Extract.
═══
Both Neanderthals and Denisovans are distinct species in the genus Homo that coexisted and interbred with modern humans over 40,000 years ago. While some experts contend that Neanderthals and Denisovans fall under the same category as Homo sapiens, since together they satisfy one definition of “species” — a group of organisms whose members have the ability to produce fertile, viable offspring — the general consensus is that they are separate species.
Recent research suggests that human-Neanderthal hybrid males were not fertile, for example, while human-Neanderthal hybrid females were. In this way, our Neanderthal DNA may have been solely inherited from female hybrids.
All non-Africans today have a small percentage of Neanderthal DNA, while Denisovan DNA is particularly common in Asian and Oceanian populations (Australasia, Melanesia, Micronesia, and Polynesia). The idea of a “ghost population” — an unknown species inferred to exist through statistical techniques — had been postulated to account for archaic sections of the human genome that do not match Neanderthal or Denisovan DNA.
This third archaic species was identified using “a demographic model based on deep learning in an Approximate Bayesian Computation framework,” the researchers wrote in their article published in Nature Communications last month. “We have an overwhelming support for the existence of a third extinct branch of the Neanderthal-Denisovan clade,” they said.
The species appears to be responsible for a third unique introgression (the introduction of genes from one species to another via crossbreeding) into the genome of anatomically modern humans, with the first two introgressions resulting from modern humans mating with Neanderthals and Denisovans. The third extinct species is likely a hybrid or close relative of Neanderthals and Denisovans that crossbred with “Out of Africa” modern humans in Asia.
Out of Africa
Around 80,000 years ago, a group of anatomically modern humans left the African continent and migrated to other areas of the world. “We know that from that time onwards, modern humans crossbred with Neanderthals in all the continents, except Africa, and with the Denisovans in Oceania and probably in South-East Asia,” said Jaume Bertranpetit, principal investigator at the Institute of Evolutionary Biology.
═══
Records provided.

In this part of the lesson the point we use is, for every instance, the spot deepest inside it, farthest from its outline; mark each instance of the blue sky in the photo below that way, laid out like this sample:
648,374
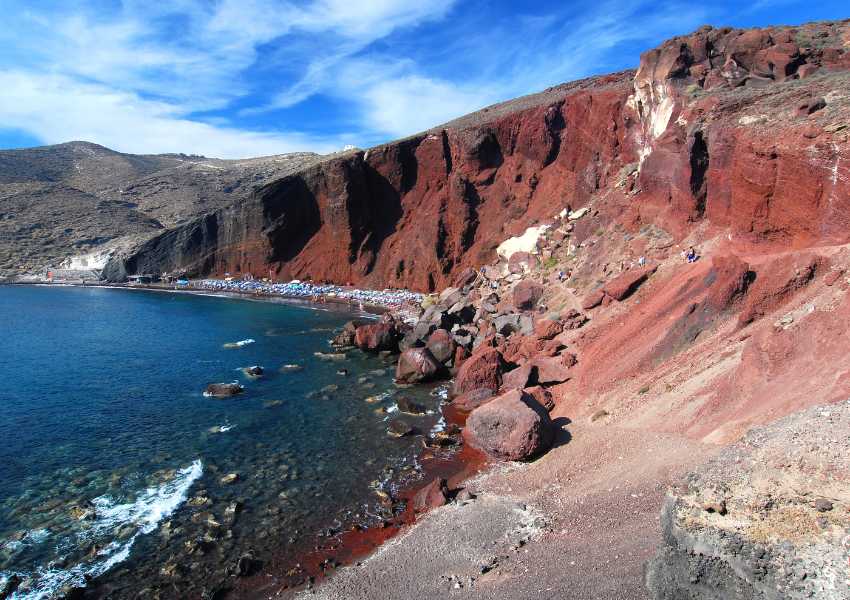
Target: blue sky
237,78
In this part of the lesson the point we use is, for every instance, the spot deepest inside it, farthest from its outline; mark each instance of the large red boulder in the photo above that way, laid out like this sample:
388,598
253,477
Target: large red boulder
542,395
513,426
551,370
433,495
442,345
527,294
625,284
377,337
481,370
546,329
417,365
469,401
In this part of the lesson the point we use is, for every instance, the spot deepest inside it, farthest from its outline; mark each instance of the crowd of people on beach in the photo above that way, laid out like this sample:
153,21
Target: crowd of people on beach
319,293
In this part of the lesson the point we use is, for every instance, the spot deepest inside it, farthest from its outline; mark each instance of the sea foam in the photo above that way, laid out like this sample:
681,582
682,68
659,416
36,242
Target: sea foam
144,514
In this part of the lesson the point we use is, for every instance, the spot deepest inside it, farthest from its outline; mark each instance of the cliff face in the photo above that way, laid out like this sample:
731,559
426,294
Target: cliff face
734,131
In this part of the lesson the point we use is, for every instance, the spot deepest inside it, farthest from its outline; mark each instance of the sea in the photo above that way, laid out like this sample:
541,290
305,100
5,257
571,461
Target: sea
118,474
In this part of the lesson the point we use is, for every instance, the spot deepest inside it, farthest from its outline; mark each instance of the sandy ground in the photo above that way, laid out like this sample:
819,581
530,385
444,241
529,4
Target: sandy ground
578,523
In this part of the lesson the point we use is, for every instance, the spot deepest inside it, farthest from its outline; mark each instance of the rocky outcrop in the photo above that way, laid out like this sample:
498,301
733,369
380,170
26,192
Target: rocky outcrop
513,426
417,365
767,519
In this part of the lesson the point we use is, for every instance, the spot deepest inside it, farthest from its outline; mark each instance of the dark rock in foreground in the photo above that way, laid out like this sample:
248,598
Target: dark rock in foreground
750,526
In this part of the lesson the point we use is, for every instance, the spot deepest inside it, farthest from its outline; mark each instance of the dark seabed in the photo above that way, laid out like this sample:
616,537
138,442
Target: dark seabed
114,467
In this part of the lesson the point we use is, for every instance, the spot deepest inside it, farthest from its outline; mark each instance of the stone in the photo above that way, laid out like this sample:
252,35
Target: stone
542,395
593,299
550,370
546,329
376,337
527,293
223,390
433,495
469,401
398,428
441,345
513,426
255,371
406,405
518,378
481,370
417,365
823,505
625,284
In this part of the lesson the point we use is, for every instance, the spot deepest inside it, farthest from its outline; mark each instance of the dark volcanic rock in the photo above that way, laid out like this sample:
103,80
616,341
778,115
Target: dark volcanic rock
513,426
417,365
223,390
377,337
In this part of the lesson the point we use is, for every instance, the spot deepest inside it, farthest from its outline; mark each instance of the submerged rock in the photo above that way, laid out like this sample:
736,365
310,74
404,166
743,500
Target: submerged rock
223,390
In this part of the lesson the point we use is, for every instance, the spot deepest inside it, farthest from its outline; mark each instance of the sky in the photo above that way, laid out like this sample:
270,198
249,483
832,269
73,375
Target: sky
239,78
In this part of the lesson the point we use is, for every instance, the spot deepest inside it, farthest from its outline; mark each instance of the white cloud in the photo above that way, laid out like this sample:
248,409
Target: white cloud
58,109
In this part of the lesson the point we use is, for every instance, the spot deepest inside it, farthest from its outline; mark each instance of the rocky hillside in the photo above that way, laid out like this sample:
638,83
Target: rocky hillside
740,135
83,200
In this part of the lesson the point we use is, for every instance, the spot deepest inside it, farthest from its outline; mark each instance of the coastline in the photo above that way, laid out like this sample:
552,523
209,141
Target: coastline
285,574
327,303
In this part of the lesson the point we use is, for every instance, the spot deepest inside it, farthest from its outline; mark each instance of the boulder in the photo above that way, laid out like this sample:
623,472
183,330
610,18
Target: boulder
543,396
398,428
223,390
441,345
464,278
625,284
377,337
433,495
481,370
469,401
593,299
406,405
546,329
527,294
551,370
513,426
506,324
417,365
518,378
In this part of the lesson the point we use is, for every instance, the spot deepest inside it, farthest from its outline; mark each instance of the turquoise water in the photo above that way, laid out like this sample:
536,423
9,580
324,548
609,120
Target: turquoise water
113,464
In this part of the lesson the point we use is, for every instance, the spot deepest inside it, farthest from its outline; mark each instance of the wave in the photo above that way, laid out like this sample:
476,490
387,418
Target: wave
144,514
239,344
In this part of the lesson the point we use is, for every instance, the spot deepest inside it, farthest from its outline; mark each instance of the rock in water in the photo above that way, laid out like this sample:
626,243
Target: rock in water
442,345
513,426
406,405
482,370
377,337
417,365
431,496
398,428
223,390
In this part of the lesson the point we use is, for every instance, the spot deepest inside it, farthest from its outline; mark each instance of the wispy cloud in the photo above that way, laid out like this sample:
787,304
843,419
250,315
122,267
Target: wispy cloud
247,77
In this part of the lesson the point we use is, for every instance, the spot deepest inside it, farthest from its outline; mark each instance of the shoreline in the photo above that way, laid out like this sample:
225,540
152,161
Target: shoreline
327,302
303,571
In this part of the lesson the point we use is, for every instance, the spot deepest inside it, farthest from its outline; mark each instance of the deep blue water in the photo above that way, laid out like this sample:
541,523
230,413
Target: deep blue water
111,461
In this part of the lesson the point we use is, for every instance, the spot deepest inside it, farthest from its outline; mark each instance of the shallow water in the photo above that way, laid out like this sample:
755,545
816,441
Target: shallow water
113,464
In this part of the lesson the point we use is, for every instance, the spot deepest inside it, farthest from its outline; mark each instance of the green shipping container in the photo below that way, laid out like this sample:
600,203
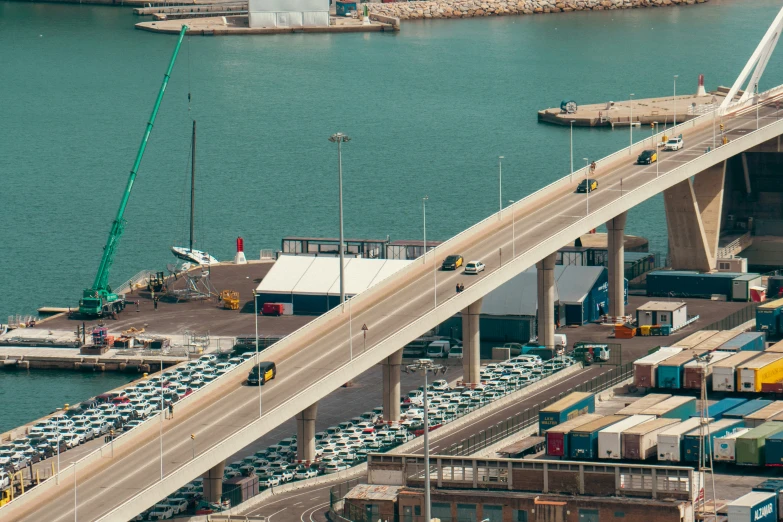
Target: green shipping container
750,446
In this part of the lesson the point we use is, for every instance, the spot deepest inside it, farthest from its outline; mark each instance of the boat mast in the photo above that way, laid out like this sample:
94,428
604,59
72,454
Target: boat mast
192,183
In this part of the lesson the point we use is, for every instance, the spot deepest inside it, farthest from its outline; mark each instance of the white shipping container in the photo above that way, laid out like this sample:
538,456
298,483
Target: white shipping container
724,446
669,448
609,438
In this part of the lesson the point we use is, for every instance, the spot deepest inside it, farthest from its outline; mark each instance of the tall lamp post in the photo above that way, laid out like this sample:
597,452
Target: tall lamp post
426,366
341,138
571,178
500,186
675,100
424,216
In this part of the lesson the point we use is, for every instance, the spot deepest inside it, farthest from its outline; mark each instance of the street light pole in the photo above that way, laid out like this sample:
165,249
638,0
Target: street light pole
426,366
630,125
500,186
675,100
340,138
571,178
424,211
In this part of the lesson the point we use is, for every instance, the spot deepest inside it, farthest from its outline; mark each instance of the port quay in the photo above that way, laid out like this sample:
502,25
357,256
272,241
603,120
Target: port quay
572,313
═══
Work to complete.
Return the stretch of the article on archaic human interbreeding from "This third archaic" through "humans in Asia.", copied word for word.

Result.
This third archaic species was identified using “a demographic model based on deep learning in an Approximate Bayesian Computation framework,” the researchers wrote in their article published in Nature Communications last month. “We have an overwhelming support for the existence of a third extinct branch of the Neanderthal-Denisovan clade,” they said.
The species appears to be responsible for a third unique introgression (the introduction of genes from one species to another via crossbreeding) into the genome of anatomically modern humans, with the first two introgressions resulting from modern humans mating with Neanderthals and Denisovans. The third extinct species is likely a hybrid or close relative of Neanderthals and Denisovans that crossbred with “Out of Africa” modern humans in Asia.